_DOCUMENT TEXT:_
────
While the engine is running, the WLAN can be operating at full power, since the vehicle alternator is supplying current. However, many network interactions will take place where the power is limited—parked at a public hotspot or at home in the garage. If the battery is excessively drained, the vehicle will not start and the battery will need to be charged.

The WLAN node will likely be comprised of three major components—a SBC (single-board computer), WLAN chipset/module, and mass-storage device. A WLAN chipset requires power to receive and transmit data. Most chipsets have low-power sleep modes, but even in these modes current drain is still on the order of tens of milliamps. An automotive telematics device typically has a limited current budget between ignition cycles. Couple the current needed for the SBC along with the WLAN radio and the result is that the node cannot be active the entire time a vehicle is parked without the engine running.

This article describes actions performed by a vehicle's WLAN node to enable adequate network performance while still ensuring the vehicle battery will have enough energy to start the engine. Figure 1 shows a block diagram of the node and potential hotspots.
────
_SUPPLIED DATA:_
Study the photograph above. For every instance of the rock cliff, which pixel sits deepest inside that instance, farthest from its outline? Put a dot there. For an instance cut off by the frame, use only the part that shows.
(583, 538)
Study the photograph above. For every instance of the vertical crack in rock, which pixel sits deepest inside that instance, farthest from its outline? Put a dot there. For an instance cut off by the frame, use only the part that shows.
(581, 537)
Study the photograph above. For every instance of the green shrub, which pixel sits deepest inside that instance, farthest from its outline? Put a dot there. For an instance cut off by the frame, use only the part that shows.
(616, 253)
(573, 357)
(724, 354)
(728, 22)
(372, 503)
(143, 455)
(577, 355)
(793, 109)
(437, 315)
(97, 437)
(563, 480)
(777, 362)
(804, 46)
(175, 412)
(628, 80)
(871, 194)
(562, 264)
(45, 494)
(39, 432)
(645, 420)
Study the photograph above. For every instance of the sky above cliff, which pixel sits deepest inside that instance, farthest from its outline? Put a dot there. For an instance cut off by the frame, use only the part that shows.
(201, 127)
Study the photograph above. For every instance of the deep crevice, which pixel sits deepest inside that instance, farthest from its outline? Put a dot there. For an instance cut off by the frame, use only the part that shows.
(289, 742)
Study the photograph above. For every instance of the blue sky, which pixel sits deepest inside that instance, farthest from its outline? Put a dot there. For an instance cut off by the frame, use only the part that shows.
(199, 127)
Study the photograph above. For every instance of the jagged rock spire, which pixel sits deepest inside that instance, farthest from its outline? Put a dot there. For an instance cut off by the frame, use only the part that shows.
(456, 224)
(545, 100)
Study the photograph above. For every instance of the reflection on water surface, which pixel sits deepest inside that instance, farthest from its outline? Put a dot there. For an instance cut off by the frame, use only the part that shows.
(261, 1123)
────
_YOUR GOAL:_ Please quote the passage on vehicle WLAN power word for word, starting at "This article describes" and ending at "and potential hotspots.".

_OUTPUT OF THE EXERCISE:_
This article describes actions performed by a vehicle's WLAN node to enable adequate network performance while still ensuring the vehicle battery will have enough energy to start the engine. Figure 1 shows a block diagram of the node and potential hotspots.